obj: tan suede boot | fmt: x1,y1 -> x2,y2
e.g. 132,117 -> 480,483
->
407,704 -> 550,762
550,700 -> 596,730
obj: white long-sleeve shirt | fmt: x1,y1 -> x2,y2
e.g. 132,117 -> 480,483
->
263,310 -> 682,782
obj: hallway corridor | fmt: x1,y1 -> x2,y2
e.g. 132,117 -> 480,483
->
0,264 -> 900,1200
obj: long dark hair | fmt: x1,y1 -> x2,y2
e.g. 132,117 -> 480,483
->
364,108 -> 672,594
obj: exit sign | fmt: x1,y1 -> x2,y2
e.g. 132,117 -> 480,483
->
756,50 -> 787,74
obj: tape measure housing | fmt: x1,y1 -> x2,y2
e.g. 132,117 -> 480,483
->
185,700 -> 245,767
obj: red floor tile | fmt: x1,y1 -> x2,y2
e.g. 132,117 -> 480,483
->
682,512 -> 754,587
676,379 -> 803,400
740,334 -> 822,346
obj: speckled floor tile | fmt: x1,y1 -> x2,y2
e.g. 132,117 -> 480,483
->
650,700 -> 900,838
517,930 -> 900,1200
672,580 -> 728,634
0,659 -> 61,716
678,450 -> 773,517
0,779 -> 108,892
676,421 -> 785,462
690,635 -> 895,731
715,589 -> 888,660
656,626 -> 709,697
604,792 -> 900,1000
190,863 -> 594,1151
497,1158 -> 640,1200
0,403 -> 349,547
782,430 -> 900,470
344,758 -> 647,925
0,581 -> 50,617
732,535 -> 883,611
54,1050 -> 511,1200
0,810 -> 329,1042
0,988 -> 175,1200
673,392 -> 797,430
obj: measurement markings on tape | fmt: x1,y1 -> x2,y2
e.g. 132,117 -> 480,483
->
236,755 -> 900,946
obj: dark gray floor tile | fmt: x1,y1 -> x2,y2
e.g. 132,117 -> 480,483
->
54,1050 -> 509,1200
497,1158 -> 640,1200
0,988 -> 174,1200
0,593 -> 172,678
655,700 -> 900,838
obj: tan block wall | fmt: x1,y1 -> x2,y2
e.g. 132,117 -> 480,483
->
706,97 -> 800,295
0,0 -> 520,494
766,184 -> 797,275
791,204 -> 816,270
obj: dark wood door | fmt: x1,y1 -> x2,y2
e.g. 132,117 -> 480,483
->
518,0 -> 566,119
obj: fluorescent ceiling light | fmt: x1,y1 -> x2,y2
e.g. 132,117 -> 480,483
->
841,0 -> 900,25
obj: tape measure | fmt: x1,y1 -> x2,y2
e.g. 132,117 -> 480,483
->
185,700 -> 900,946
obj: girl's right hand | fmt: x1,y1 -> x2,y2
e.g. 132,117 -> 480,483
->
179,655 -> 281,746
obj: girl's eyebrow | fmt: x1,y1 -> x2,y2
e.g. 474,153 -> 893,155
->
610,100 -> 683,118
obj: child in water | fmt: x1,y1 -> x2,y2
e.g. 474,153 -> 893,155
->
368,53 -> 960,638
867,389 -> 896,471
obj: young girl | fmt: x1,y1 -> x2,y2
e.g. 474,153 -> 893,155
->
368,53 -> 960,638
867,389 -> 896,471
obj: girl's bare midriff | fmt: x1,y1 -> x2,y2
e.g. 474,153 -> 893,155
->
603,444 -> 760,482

=-=-=-=-=

**WRITTEN INSTRUCTION:** Replace each occurrence of "floor tile" with "floor square" throughout the listing above, and reproduce the listing in full with everything else unchanged.

**FINISHED ANSWER:**
obj: tan suede boot | fmt: x1,y1 -> x2,y2
e.g. 132,117 -> 480,483
->
407,704 -> 550,762
550,700 -> 596,730
obj: white long-sleeve shirt | fmt: x1,y1 -> x2,y2
e.g. 132,117 -> 480,483
->
263,310 -> 682,782
obj: hallway corridor | fmt: x1,y1 -> x2,y2
e.g. 132,117 -> 480,483
->
0,264 -> 900,1200
obj: long dark hair | fmt: x1,y1 -> x2,y2
e.g. 132,117 -> 480,483
->
364,108 -> 672,594
obj: exit sign | fmt: x1,y1 -> x2,y2
e.g. 132,117 -> 480,483
->
756,50 -> 787,74
obj: tape measure housing | fmt: x1,y1 -> x2,y2
e.g. 132,117 -> 480,483
->
185,700 -> 245,767
obj: red floor square | fmt: x1,y1 -> x2,y2
e.g. 132,117 -> 480,483
->
682,512 -> 754,587
676,379 -> 803,400
740,334 -> 822,346
obj: speckled floor square | fmt: x1,y1 -> x2,y2
e.g. 132,117 -> 480,483
->
650,700 -> 900,838
517,930 -> 900,1200
672,580 -> 728,634
0,659 -> 61,716
678,450 -> 773,517
0,779 -> 108,892
676,421 -> 785,462
690,635 -> 895,731
715,589 -> 888,660
656,626 -> 709,697
604,792 -> 900,1000
190,863 -> 594,1151
497,1158 -> 640,1200
0,403 -> 349,547
782,430 -> 900,470
344,758 -> 647,925
0,581 -> 50,617
732,535 -> 883,611
54,1050 -> 511,1200
0,810 -> 329,1042
0,988 -> 175,1200
673,392 -> 797,430
obj: measurement markings on tape | fmt: x1,y1 -> x2,y2
e.g. 132,117 -> 480,483
->
236,755 -> 900,946
obj: dark gray floor square | fmt: x1,y1 -> x2,y2
e.g. 132,117 -> 480,483
->
54,1050 -> 509,1200
497,1158 -> 640,1200
0,988 -> 174,1200
0,593 -> 172,678
655,700 -> 900,838
obj: tan block wall | fmt: x1,y1 -> x2,y2
e.g. 132,117 -> 480,483
->
706,97 -> 800,295
0,0 -> 520,494
766,184 -> 797,275
791,204 -> 816,270
obj: dark wood door | fmt: x1,y1 -> x2,y2
e.g. 132,117 -> 480,483
->
518,0 -> 566,119
obj: fluorescent ceiling light | fmt: x1,y1 -> x2,y2
e.g. 132,117 -> 480,483
->
841,0 -> 900,25
obj: tape measure | fmt: x1,y1 -> x2,y2
e.g. 132,117 -> 480,483
->
185,700 -> 900,946
obj: girl's right hand | fmt: x1,y1 -> x2,y2
e.g. 132,117 -> 480,483
->
179,655 -> 281,746
obj: girl's eyebrow | fmt: x1,y1 -> x2,y2
e.g. 474,153 -> 893,155
->
610,100 -> 683,118
obj: child in water | fmt: x1,y1 -> x2,y2
e.g. 474,153 -> 893,155
->
368,53 -> 960,638
867,389 -> 896,471
obj: young girl | fmt: x1,y1 -> x2,y2
e.g. 474,153 -> 893,155
->
368,53 -> 960,638
867,389 -> 896,471
obj: girl's bare midriff | fmt: x1,y1 -> x2,y2
e.g. 474,153 -> 893,155
->
603,444 -> 760,482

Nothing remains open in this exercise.